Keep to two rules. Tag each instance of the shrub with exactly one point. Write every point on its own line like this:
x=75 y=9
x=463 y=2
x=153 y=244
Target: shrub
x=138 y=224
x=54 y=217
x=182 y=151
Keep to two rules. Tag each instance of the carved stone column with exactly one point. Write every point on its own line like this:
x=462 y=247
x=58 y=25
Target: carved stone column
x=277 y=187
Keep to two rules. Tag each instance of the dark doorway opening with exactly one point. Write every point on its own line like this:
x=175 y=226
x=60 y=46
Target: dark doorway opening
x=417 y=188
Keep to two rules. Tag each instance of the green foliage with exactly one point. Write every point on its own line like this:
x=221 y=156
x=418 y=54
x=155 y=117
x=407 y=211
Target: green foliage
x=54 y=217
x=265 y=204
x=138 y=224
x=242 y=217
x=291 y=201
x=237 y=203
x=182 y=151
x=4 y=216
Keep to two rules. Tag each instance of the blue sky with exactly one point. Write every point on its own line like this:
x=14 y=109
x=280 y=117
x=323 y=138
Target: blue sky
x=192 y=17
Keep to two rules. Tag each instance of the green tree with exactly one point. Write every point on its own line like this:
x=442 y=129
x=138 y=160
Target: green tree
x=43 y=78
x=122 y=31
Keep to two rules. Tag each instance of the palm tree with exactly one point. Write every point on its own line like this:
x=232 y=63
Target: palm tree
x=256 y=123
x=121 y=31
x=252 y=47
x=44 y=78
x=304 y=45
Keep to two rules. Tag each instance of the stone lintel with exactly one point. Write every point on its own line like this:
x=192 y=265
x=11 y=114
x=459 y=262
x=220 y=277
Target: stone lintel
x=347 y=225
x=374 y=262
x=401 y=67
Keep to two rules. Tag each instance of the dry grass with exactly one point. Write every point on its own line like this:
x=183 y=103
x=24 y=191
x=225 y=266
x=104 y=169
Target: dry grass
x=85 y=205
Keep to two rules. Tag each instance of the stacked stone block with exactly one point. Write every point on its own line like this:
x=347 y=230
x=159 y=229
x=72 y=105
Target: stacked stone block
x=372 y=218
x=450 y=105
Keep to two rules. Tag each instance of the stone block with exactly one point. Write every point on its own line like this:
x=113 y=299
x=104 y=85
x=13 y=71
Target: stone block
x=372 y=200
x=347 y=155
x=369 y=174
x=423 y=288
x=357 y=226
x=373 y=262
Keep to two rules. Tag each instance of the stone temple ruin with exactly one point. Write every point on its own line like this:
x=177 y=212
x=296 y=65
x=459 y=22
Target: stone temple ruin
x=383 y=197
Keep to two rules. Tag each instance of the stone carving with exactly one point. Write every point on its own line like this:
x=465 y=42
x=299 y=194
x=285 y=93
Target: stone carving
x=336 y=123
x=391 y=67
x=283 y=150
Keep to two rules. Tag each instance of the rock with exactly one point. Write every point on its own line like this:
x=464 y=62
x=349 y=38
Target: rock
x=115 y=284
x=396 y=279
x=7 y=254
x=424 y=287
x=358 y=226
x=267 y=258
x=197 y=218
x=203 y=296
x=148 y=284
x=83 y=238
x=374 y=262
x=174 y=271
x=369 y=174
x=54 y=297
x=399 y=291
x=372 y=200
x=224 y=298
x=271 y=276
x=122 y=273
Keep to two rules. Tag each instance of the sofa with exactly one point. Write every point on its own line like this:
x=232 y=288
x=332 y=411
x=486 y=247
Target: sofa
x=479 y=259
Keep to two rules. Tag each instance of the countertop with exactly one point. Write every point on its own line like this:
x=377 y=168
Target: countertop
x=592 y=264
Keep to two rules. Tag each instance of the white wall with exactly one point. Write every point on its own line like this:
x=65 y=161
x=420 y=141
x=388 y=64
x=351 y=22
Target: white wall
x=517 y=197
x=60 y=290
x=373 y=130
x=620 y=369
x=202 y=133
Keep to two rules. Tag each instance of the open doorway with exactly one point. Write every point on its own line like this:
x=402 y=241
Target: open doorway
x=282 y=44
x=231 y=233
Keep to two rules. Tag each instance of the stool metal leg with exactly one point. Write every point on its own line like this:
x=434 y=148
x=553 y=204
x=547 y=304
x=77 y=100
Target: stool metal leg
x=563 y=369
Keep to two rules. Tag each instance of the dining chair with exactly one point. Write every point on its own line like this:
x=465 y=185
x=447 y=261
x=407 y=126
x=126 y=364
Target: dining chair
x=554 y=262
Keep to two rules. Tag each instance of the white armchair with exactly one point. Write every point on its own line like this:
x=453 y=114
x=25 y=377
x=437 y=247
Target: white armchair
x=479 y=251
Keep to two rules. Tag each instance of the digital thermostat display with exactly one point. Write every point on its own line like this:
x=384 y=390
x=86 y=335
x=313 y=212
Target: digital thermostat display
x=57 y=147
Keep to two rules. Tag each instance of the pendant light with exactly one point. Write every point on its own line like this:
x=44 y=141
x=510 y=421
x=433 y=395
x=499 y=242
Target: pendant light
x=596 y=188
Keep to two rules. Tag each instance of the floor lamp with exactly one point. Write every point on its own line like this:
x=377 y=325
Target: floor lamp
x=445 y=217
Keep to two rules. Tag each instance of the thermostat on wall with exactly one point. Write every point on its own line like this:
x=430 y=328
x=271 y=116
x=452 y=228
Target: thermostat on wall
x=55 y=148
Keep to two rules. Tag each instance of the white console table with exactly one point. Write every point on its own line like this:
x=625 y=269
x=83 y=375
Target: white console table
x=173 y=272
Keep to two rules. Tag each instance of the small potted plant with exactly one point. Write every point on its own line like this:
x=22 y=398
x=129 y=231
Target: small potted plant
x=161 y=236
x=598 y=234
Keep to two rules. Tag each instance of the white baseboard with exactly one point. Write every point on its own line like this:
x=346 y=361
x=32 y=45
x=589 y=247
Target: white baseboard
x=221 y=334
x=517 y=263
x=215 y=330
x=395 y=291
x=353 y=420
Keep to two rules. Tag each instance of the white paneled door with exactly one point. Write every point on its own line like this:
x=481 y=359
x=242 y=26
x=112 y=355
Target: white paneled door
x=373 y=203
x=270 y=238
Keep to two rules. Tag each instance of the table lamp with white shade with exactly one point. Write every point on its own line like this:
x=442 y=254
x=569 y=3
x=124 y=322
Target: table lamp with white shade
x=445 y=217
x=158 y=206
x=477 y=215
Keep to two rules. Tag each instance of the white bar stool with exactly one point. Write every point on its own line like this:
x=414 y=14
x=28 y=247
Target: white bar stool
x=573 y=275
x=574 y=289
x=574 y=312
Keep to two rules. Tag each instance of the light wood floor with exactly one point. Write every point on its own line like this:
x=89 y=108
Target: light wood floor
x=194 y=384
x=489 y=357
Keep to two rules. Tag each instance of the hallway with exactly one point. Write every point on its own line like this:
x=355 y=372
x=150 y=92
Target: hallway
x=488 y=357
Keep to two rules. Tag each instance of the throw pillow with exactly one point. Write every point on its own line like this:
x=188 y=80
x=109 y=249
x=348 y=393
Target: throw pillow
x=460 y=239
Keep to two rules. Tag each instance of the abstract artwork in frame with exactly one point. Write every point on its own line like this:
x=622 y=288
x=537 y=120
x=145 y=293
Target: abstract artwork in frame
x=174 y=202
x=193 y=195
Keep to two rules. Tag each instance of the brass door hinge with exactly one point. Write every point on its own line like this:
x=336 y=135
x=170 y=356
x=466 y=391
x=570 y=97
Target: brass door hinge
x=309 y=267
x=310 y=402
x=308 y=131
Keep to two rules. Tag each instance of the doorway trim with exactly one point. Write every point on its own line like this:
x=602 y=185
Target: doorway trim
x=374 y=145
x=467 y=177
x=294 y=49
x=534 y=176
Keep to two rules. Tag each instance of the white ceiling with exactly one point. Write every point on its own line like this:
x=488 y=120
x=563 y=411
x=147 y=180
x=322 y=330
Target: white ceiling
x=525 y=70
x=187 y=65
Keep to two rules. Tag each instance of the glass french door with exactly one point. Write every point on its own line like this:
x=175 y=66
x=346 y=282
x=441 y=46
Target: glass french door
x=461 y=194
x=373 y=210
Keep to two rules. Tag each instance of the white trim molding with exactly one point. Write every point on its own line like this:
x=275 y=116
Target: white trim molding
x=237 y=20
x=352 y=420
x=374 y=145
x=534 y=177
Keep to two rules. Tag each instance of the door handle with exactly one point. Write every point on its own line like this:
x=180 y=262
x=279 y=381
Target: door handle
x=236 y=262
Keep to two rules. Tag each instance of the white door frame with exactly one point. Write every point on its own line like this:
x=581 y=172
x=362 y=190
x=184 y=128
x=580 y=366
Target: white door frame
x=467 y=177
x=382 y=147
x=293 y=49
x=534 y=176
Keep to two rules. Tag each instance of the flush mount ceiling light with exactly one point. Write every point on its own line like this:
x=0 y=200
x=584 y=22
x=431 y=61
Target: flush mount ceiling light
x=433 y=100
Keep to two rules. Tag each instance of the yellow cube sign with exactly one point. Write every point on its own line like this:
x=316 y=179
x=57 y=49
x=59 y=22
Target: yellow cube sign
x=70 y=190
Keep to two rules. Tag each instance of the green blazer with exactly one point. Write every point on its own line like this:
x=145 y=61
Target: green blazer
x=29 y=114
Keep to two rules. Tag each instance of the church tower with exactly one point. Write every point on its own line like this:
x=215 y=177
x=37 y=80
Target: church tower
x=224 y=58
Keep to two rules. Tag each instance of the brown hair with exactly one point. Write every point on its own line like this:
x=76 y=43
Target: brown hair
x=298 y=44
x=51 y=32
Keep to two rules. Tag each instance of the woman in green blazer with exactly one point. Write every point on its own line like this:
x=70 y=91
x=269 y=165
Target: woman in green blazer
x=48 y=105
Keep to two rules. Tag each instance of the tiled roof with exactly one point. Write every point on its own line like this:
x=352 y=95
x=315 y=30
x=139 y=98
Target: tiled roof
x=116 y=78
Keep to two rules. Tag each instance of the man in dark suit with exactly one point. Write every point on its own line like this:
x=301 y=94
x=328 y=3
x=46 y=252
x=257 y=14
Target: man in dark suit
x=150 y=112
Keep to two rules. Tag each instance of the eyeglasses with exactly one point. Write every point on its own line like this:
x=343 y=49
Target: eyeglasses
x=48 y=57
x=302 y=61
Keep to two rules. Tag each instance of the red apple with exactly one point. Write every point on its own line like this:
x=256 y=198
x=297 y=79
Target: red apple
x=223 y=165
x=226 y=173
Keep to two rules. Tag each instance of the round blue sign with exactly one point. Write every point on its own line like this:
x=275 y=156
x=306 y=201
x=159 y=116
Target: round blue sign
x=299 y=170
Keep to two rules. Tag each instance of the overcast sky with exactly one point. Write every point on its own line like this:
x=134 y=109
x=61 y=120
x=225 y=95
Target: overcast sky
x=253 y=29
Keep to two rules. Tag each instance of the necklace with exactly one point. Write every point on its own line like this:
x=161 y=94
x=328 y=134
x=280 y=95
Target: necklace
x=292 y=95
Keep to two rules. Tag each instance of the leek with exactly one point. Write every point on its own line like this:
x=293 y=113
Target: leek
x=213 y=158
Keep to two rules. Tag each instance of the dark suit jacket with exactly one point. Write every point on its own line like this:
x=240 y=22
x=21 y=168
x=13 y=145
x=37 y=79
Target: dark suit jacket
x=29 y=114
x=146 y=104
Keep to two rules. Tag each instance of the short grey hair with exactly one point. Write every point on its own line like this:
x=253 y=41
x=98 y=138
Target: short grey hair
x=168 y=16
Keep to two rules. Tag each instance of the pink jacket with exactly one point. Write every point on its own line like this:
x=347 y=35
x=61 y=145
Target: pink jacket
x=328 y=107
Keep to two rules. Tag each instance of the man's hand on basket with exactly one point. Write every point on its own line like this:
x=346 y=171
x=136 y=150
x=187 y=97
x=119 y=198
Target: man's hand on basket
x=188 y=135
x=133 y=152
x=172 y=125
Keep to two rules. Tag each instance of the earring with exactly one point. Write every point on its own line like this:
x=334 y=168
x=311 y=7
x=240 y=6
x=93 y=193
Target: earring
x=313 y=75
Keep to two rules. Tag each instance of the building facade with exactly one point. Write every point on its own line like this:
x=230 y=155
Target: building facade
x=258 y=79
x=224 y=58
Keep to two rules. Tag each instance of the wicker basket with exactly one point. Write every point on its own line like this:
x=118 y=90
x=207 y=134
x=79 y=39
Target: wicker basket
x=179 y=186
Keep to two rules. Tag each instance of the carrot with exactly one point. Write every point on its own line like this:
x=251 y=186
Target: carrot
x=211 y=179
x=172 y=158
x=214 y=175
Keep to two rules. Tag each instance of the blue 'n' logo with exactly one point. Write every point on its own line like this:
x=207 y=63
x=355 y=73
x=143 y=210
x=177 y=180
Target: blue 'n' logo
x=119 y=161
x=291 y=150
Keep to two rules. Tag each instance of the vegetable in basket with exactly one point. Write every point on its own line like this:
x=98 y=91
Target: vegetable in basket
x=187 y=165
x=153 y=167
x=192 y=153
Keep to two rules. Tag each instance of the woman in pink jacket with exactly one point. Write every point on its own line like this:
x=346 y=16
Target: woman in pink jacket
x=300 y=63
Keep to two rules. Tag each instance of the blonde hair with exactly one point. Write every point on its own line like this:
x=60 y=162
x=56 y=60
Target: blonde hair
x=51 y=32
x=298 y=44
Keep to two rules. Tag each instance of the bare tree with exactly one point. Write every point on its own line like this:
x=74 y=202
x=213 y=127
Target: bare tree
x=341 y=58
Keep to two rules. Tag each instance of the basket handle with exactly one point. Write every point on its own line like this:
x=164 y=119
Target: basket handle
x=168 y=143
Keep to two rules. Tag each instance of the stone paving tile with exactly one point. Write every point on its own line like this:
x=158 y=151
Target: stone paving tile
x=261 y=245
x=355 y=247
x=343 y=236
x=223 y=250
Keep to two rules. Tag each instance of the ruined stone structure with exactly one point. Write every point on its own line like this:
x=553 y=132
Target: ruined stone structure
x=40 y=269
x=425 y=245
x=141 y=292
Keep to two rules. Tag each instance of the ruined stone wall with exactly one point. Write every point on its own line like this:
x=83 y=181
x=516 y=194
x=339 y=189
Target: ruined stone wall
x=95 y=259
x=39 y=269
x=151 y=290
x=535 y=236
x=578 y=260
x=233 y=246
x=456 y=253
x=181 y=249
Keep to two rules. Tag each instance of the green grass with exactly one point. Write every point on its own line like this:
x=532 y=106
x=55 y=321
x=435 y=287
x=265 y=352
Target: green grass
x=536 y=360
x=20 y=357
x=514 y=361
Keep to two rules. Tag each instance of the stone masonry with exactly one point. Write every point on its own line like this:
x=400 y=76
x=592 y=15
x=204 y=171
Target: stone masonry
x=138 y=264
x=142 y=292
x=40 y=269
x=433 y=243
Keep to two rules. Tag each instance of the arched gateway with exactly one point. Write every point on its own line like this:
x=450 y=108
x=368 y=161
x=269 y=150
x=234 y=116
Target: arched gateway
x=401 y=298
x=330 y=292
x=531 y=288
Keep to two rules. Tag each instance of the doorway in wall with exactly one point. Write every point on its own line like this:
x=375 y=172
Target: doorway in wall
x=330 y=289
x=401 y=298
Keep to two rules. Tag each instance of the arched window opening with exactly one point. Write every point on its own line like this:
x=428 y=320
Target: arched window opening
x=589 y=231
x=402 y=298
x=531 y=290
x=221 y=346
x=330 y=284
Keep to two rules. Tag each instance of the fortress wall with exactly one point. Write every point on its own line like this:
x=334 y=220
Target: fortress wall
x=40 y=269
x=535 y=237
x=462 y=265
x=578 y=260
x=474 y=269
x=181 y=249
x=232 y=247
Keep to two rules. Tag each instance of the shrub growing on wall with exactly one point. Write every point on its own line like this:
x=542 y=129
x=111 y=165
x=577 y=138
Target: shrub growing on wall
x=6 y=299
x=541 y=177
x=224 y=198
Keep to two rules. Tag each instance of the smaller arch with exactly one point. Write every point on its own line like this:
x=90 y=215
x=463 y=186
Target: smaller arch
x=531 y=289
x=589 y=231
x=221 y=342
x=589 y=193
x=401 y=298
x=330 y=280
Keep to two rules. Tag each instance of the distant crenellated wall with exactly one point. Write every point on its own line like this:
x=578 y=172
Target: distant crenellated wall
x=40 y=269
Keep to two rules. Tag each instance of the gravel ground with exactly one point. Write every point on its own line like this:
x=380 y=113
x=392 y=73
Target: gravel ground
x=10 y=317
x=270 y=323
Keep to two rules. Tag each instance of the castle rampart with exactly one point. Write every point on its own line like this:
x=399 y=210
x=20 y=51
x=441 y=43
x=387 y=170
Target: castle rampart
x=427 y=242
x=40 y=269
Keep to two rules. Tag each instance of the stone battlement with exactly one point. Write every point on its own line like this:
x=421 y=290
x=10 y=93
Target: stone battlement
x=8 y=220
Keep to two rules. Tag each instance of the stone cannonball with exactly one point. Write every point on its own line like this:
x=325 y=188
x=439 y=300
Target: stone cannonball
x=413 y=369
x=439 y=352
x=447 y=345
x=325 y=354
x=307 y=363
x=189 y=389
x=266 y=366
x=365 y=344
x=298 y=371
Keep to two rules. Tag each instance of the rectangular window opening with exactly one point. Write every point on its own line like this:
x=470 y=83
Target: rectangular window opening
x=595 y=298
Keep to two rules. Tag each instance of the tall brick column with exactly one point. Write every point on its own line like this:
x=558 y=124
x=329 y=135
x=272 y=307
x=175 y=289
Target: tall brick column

*Written request:*
Present the lines of the data above as a numbered list, starting at the line that contains "Keep to two rules. Tag each instance of the stacked" and stopping after the line that contains "x=373 y=262". Omit any blank lines.

*Result of this exercise:*
1. Keep to two rules. Tag each instance of the stacked stone block with exactly one point. Write every point on its own line like this:
2. x=347 y=230
3. x=159 y=229
4. x=72 y=105
5. Target: stacked stone block
6. x=372 y=218
7. x=450 y=105
8. Keep to two rules. Tag each instance of the stone block with exactly one point. Write every point on its own line like this:
9. x=113 y=299
10. x=104 y=85
11. x=13 y=71
12. Target: stone block
13. x=372 y=200
14. x=347 y=155
15. x=369 y=174
16. x=423 y=288
17. x=357 y=226
18. x=373 y=262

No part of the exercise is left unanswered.